» REQUIRED WORK
Count the lines in the entries below that contain the string "link", with case counting, and give only that number.

— Start —

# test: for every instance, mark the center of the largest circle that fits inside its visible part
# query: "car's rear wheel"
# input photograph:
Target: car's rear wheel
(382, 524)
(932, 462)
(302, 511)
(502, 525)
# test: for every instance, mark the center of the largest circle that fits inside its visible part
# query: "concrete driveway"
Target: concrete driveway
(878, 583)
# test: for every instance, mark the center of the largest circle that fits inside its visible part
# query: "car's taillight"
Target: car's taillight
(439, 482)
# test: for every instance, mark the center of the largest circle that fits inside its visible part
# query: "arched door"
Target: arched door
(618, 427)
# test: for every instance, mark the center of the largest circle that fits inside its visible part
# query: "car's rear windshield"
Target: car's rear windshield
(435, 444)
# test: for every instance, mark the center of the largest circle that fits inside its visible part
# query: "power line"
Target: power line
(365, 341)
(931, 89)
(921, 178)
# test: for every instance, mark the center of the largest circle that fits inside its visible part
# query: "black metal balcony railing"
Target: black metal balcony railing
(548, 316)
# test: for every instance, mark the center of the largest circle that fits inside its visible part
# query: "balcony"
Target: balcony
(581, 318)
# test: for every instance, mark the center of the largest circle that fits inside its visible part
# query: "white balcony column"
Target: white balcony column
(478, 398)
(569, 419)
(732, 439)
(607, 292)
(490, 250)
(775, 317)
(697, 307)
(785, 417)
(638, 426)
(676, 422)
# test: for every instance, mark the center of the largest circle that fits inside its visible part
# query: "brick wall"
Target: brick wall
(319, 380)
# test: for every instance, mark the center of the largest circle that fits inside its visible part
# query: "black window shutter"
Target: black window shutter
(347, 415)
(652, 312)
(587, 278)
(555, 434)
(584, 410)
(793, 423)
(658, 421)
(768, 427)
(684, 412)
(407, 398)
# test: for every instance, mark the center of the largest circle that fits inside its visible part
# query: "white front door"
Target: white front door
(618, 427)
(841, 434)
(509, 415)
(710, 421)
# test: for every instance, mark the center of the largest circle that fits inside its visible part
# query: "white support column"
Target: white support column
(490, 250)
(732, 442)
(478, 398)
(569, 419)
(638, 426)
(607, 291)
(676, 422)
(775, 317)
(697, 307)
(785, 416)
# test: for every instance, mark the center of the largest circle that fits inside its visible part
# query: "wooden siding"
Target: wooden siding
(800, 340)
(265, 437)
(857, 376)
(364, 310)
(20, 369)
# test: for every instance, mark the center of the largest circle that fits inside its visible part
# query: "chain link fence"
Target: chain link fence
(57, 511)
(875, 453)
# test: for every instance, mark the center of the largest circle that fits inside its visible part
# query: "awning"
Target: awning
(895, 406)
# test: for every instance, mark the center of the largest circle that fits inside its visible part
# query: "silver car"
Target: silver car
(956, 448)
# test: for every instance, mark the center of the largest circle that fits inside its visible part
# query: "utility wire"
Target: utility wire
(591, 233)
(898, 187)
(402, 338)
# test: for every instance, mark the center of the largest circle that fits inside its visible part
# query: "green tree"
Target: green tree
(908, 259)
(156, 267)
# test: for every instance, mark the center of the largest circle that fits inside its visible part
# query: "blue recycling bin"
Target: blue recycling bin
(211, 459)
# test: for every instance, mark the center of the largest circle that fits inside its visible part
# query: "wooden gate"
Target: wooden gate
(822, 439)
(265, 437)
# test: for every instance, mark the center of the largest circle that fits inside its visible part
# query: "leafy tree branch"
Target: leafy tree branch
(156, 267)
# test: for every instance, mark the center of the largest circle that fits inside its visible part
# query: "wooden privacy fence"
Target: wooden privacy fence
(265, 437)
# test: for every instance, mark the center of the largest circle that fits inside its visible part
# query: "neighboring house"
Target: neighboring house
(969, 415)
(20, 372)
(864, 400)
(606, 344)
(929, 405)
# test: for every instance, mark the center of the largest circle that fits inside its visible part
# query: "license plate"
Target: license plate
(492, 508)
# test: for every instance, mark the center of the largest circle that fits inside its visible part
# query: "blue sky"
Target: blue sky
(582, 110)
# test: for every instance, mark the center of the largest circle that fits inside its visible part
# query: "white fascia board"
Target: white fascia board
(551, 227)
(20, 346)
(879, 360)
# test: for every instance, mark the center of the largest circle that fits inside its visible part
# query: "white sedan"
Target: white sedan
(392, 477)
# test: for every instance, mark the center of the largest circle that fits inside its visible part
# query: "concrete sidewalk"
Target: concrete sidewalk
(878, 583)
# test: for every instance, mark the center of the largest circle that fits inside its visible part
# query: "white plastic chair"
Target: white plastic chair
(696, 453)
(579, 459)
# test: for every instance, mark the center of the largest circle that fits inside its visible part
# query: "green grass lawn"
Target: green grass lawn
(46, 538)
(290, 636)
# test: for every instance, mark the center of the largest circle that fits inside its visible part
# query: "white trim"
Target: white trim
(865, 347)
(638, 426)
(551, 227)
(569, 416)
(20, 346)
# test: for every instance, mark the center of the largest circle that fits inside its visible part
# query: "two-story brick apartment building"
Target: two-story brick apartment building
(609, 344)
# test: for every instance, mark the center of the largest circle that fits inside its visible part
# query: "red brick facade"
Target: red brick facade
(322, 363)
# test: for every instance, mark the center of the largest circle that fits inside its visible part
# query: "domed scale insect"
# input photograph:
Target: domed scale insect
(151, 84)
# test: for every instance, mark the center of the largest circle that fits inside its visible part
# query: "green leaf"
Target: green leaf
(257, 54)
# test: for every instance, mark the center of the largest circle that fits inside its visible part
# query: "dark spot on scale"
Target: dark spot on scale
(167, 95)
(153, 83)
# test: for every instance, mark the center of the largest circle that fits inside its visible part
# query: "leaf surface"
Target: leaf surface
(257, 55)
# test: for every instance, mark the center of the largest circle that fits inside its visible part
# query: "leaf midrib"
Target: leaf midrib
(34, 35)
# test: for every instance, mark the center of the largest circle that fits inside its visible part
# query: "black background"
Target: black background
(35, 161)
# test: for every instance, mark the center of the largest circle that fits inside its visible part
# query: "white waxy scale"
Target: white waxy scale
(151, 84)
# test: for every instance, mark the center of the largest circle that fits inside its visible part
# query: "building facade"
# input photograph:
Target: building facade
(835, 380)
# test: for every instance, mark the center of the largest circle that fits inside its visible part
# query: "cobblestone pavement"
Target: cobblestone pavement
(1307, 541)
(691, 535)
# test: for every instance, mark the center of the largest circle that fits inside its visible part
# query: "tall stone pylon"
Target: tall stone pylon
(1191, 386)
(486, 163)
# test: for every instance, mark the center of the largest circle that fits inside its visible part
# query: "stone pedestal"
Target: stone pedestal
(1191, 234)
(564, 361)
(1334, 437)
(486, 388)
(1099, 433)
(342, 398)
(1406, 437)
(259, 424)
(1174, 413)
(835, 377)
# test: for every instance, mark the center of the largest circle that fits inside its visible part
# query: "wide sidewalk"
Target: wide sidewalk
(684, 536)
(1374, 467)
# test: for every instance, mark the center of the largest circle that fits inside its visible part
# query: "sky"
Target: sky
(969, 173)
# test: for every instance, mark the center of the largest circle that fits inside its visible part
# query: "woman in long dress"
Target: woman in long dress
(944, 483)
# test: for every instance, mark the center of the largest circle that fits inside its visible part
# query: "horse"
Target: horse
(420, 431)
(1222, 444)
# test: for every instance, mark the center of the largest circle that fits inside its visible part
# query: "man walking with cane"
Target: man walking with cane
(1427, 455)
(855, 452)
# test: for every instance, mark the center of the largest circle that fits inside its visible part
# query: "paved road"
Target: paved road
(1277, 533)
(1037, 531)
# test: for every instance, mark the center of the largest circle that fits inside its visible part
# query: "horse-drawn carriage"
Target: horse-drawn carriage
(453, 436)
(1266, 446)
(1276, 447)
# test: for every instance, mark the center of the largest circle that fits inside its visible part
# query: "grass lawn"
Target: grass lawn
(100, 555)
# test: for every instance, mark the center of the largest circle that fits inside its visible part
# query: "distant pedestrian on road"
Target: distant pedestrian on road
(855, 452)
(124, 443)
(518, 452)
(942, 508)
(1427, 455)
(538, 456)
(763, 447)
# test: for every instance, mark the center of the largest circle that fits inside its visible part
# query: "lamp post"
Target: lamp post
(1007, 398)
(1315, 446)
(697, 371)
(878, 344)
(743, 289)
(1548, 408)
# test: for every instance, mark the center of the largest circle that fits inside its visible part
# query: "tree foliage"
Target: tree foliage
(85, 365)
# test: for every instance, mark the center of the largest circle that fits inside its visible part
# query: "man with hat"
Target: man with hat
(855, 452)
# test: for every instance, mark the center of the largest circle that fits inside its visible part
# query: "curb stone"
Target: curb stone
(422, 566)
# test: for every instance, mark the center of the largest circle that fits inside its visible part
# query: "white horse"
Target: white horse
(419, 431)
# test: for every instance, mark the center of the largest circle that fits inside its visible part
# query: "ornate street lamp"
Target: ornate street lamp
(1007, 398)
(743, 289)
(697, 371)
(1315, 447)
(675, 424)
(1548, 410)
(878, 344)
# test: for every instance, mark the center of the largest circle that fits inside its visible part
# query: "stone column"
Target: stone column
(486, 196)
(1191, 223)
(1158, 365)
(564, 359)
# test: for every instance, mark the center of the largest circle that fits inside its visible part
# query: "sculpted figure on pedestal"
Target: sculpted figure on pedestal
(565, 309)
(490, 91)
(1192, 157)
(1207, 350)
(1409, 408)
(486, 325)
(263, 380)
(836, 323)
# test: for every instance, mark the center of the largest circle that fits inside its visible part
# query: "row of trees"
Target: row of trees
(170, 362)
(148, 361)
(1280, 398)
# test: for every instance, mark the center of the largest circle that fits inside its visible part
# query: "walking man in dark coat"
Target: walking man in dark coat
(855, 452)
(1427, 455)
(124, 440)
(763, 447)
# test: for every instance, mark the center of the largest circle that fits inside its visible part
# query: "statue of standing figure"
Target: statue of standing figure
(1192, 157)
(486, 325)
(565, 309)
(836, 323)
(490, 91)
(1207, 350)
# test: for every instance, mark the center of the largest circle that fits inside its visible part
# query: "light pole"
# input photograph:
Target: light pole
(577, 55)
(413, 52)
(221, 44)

— End —

» EXERCISE SOLUTION
2